Written instruction
Report how many lines in the records below contain the string "cardboard", with case counted. Give only the number.

Data provided
--------------------------------

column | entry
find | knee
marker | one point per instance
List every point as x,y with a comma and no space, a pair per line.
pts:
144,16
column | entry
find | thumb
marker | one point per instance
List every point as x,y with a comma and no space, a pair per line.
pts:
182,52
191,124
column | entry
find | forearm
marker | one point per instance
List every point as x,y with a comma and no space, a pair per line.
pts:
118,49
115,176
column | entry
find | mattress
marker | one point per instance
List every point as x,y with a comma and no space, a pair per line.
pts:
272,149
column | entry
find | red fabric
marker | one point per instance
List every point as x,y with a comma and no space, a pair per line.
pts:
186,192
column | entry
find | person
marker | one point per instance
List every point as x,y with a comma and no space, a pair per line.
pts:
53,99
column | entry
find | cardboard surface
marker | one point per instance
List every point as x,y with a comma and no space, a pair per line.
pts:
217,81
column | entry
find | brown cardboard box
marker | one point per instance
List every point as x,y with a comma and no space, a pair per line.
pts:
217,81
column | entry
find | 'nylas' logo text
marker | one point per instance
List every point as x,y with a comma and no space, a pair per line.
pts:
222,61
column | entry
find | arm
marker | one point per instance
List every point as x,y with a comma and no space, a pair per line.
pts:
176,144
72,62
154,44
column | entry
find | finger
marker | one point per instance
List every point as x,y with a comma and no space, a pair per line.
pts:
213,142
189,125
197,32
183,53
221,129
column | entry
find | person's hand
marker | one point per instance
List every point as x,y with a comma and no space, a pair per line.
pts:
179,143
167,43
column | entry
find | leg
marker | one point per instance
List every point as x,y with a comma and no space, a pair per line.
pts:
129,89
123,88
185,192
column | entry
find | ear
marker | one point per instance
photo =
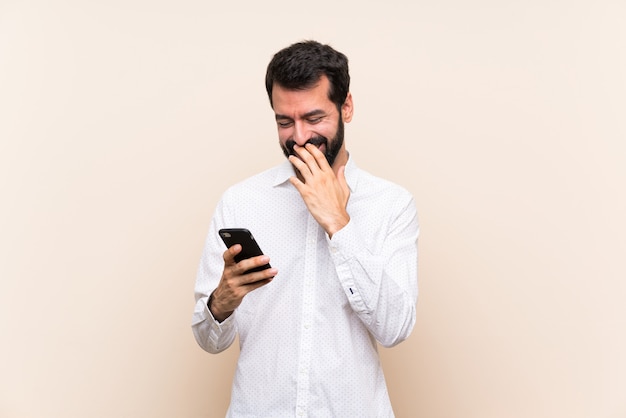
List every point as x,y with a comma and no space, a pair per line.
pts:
347,108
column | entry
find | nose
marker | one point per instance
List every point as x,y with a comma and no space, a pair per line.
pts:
300,133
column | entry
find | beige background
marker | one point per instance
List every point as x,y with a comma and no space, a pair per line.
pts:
121,123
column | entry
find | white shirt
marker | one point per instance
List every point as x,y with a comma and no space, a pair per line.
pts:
308,338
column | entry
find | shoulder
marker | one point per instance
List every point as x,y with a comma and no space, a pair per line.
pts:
257,184
373,185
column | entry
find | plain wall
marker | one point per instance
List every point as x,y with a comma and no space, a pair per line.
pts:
122,122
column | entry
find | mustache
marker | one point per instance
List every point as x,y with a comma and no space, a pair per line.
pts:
316,140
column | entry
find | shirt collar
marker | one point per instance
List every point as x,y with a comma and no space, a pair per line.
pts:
286,170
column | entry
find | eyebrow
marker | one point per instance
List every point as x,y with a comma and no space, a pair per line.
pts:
316,112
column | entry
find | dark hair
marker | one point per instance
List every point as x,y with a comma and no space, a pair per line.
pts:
301,65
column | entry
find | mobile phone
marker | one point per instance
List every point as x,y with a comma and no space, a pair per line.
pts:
249,246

--------------------------------

Exercise response
2